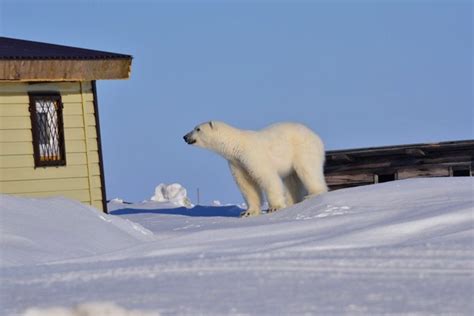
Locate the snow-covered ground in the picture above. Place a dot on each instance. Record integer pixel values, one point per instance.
(399, 247)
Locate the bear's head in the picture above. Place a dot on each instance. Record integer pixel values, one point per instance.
(202, 135)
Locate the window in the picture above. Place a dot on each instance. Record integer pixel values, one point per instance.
(48, 131)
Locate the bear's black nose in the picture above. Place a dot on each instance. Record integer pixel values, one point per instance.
(188, 139)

> **The task**
Please give a word-for-word repetition of the lines from the one containing "Locate the window" through the last line of the data above, including both, and nothing besides.

> **Reply**
Locate the window in the picture above. Place a dot on each instance. Record integer pixel values, one point per instance.
(48, 131)
Locate the bear's black nose in the picture above. Place a dot on each instance. Record integer pixel values, one point per instance.
(188, 139)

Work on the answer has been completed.